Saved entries
[Start of Attachment]
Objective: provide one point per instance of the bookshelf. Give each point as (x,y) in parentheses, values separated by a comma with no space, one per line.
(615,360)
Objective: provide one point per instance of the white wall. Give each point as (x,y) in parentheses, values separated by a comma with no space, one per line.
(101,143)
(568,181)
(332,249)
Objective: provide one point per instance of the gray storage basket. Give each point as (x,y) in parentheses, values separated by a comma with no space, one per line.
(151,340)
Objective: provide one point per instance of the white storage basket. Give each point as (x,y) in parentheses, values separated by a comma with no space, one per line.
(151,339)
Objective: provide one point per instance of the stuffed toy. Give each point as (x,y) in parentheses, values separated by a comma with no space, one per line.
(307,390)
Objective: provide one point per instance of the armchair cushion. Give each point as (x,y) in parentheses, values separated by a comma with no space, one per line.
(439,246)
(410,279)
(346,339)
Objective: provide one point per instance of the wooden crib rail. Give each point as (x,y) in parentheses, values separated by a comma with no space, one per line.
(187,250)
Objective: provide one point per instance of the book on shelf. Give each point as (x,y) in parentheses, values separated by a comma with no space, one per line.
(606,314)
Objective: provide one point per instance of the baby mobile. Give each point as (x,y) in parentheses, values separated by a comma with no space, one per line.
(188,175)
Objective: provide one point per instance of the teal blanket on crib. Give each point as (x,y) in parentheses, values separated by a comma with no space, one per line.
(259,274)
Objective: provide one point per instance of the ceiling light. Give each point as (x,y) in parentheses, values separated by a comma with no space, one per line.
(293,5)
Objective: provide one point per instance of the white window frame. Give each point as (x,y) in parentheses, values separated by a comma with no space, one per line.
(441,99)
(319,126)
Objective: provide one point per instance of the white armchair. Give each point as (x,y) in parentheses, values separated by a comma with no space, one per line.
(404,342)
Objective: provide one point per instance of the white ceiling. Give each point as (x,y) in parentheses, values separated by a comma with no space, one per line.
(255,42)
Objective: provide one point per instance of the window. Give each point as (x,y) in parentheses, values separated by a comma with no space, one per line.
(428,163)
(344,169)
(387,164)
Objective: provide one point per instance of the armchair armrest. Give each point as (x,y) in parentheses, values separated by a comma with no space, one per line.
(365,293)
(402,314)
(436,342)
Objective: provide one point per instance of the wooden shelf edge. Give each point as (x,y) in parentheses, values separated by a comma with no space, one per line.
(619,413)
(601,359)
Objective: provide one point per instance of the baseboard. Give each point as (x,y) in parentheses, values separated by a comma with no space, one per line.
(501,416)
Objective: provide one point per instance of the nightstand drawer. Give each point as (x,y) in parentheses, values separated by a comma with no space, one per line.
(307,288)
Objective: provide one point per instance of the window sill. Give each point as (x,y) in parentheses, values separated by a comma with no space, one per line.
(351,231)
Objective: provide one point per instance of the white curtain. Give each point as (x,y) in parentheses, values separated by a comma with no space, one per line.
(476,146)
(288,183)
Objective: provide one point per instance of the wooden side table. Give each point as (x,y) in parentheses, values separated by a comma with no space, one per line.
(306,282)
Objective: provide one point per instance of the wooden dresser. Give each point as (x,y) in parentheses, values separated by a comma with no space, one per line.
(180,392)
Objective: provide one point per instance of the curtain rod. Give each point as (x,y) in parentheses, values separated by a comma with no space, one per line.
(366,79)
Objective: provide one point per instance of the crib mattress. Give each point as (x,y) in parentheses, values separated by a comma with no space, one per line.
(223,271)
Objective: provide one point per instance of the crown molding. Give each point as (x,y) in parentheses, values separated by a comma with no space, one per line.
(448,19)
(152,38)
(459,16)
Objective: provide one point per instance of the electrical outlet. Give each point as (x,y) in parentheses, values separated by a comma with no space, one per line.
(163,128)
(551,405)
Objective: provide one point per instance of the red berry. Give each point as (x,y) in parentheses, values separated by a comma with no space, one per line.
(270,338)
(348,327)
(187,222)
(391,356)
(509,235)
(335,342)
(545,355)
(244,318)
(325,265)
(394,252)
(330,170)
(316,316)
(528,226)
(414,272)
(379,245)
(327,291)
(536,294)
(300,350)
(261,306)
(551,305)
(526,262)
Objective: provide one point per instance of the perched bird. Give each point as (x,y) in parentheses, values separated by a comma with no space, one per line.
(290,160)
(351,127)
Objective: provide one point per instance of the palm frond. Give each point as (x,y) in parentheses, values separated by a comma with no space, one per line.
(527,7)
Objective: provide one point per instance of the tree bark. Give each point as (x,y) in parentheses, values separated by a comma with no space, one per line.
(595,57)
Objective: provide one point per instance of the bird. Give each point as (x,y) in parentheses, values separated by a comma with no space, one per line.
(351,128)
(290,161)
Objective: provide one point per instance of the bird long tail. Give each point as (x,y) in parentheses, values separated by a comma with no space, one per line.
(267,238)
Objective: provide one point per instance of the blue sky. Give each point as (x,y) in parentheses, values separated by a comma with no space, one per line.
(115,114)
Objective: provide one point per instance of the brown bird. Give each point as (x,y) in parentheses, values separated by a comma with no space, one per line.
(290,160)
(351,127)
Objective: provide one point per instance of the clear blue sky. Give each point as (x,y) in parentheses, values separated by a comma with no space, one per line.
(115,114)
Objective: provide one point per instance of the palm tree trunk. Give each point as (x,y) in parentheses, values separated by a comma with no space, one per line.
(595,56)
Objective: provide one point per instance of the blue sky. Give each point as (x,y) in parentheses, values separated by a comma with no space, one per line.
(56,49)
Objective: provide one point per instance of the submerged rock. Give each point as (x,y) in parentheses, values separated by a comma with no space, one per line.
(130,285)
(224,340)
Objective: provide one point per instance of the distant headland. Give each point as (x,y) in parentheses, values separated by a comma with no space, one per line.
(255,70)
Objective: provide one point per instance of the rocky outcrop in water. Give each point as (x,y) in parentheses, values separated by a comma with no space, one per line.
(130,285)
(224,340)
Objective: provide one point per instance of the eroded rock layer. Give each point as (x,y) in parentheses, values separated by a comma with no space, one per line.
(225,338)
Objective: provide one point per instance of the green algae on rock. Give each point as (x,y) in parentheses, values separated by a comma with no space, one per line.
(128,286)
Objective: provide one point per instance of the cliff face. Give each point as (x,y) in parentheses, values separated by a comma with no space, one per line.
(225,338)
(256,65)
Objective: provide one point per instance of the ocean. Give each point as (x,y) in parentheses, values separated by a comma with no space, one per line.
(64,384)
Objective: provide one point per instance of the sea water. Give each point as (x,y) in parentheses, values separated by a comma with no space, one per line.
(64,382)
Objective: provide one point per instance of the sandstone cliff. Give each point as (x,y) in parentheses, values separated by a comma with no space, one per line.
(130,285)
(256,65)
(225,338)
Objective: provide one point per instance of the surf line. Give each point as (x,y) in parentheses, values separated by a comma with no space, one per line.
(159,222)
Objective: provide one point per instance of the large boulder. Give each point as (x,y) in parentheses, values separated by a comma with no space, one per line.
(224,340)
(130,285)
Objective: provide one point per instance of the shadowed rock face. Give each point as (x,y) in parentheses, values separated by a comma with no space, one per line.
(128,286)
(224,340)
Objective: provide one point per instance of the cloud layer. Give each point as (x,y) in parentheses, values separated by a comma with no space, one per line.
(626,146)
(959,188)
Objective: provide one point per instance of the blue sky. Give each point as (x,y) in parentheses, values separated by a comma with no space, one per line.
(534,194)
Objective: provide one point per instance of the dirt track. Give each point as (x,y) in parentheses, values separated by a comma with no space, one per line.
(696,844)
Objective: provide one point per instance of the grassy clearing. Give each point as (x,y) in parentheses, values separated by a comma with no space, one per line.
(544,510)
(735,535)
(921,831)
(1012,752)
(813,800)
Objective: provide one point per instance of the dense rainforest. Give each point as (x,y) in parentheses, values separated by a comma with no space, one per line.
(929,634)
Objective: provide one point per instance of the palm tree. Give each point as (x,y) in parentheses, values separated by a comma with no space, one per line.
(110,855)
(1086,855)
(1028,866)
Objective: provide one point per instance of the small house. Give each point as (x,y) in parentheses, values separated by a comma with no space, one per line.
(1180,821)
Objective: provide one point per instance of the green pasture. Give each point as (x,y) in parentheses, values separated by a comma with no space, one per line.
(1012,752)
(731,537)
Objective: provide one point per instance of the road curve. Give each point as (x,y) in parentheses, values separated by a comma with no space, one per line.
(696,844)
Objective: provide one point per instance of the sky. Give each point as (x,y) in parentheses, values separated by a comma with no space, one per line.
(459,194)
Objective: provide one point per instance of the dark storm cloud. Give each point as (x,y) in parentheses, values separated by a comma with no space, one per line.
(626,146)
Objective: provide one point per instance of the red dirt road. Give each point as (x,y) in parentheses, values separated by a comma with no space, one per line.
[End of Attachment]
◆ Task prompt
All that is wanted is the line with "Objective: provide one point per instance of the road" and every later line in the entries, reproduced exactly.

◆ Result of the exercise
Objective: provide one point per instance of the road curve. Give each point as (x,y) in parentheses, values separated by a comma with no space, one per line.
(696,844)
Objective: provide one point per instance of the sky. Give each point as (x,y) in parentheses, values separated by a comma with no space, one per line.
(459,194)
Objective: provide one point per instance of the dark storm cloud. Give each point as (x,y) in parentheses, values separated by a comma with no space, one per line.
(626,146)
Objective: provide one point per instance of the red dirt road. Give each point as (x,y) in parentheses, values separated by a comma with no space, one per line.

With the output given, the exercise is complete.